=== Stated task ===
Transcribe the listing below word for word.
┏━━
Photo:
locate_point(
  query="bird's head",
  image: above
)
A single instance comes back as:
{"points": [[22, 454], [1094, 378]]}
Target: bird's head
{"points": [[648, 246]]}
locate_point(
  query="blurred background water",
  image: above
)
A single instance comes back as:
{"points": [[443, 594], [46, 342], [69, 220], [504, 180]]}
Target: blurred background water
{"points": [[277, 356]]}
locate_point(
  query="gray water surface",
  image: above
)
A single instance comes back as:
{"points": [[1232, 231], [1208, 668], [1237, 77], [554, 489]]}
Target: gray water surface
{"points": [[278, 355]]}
┗━━
=== Task result ===
Photo:
locate_point(
  query="bird's head",
  image: above
)
A single instance comes back as:
{"points": [[22, 454], [1094, 378]]}
Target: bird's head
{"points": [[648, 246]]}
locate_point(
  query="blurred background water",
  image: above
)
A single instance comes back as:
{"points": [[443, 594], [46, 342], [69, 220], [504, 180]]}
Target: blurred background water
{"points": [[277, 356]]}
locate_point(
  query="gray water surface",
  image: above
)
A single instance comes back as:
{"points": [[1232, 231], [1208, 668], [1237, 77], [554, 489]]}
Target: gray water surface
{"points": [[278, 355]]}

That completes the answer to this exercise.